Exercise description.
Put the records below into a two-column CSV with the columns text and answer, one row per record. Place each field in quotes and replace its line breaks with spaces.

======== Input data ========

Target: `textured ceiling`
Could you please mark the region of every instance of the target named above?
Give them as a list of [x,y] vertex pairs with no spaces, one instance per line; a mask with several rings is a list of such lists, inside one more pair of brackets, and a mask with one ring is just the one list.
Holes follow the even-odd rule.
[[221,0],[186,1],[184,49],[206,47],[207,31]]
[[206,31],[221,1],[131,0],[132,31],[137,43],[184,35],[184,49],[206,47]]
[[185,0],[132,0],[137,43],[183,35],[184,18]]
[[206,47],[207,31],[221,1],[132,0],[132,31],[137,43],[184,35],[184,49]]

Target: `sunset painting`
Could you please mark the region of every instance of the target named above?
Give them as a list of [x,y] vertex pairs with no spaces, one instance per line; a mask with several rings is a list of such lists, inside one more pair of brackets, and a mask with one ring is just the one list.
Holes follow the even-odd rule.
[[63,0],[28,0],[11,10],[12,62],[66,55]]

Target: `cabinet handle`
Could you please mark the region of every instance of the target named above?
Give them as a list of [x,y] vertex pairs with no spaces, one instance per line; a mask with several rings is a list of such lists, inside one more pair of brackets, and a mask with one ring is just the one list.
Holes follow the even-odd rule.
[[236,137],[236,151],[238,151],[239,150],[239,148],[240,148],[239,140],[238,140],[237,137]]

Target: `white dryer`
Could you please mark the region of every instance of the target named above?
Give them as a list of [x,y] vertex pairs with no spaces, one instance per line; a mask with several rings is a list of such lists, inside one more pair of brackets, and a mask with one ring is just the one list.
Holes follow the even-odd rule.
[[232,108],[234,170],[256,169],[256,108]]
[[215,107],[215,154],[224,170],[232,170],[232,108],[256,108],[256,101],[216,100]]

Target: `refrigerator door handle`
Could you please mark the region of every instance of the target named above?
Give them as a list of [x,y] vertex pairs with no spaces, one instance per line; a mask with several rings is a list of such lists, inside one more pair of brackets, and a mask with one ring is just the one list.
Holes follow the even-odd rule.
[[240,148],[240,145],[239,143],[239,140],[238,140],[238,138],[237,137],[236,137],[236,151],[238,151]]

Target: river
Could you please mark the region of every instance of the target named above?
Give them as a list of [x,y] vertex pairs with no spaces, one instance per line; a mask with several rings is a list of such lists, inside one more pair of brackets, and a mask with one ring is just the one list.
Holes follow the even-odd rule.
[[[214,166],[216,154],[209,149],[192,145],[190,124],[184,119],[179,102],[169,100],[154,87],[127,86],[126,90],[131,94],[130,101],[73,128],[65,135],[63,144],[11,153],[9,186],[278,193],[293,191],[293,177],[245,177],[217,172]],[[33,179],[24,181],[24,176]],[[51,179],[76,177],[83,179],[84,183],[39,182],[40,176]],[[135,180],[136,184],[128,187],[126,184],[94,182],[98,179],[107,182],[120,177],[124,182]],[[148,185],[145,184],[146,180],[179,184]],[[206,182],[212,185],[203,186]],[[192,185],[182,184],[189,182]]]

========

The answer.
text,answer
"Target: `textured ceiling` Could you please mark the region of every instance of the target named above? Give them as a list of [x,y] vertex pairs with no spaces, one instance per line; a mask with several rings is a list of such lists, inside one more pair of brackets, and a mask with one ring is just the one list. Holes follow the even-odd rule.","[[221,0],[186,1],[184,49],[206,47],[207,31]] [[206,31],[221,1],[131,0],[132,31],[137,43],[184,35],[184,49],[206,47]] [[185,0],[132,0],[137,43],[183,35],[184,18]] [[206,47],[207,31],[221,1],[132,0],[132,31],[137,43],[184,35],[184,49]]"
"Target: `sunset painting` Could you please mark the region of every instance of the target named above? Give them as a list of [x,y] vertex pairs with no spaces, one instance per line; a mask with several rings is a list of such lists, inside one more pair of brackets, and a mask with one ring is just the one list. Holes follow the even-odd rule.","[[63,0],[28,0],[11,10],[12,62],[66,55]]"
"Target: `cabinet handle` Could you please mark the region of every instance of the target named above? Give them as a list of [x,y] vertex pairs with no spaces, one instance per line; a mask with several rings is a list of such lists, inside one more pair of brackets, and a mask with one ring is just the one list. Holes follow the even-odd rule.","[[236,137],[236,151],[238,151],[239,150],[239,148],[240,148],[239,140],[238,140],[237,137]]"
"Target: `white dryer` Could you please mark the region of every instance of the target named above? Give them as a list of [x,y] vertex pairs with no spaces, one instance per line; a mask with several rings is a list of such lists, inside one more pair of brackets, and a mask with one ring is just the one list. Holes follow the even-odd rule.","[[232,108],[234,170],[256,169],[256,108]] [[215,107],[215,154],[224,170],[232,170],[232,108],[256,108],[256,101],[216,100]]"
"Target: `refrigerator door handle` Could you please mark the region of every instance of the target named above? Give them as a list of [x,y] vertex pairs with no spaces, one instance per line; a mask with several rings is a list of such lists, inside one more pair of brackets, and a mask with one ring is just the one list. Holes follow the even-odd rule.","[[240,148],[240,145],[239,143],[239,140],[238,140],[238,138],[237,137],[236,137],[236,151],[238,151]]"
"Target: river Could you please mark the region of every instance of the target named above? Give them as a list of [x,y] vertex pairs with no spaces, one instance per line; a mask with several rings is a list of such lists, inside one more pair of brackets, and a mask with one ring is just the one list. Holes follow the even-odd rule.","[[[214,166],[216,154],[209,149],[192,145],[190,124],[184,119],[179,102],[169,100],[154,87],[127,86],[126,90],[131,94],[130,101],[73,128],[65,135],[63,144],[11,153],[9,186],[278,193],[293,191],[293,177],[245,177],[217,172]],[[33,179],[24,181],[24,176]],[[51,179],[76,177],[83,179],[84,183],[39,182],[40,176]],[[135,180],[136,184],[128,187],[126,184],[94,182],[98,179],[107,182],[120,177],[124,182]],[[148,185],[145,184],[146,180],[179,184]],[[206,182],[212,185],[203,186]],[[192,185],[182,184],[189,182]]]"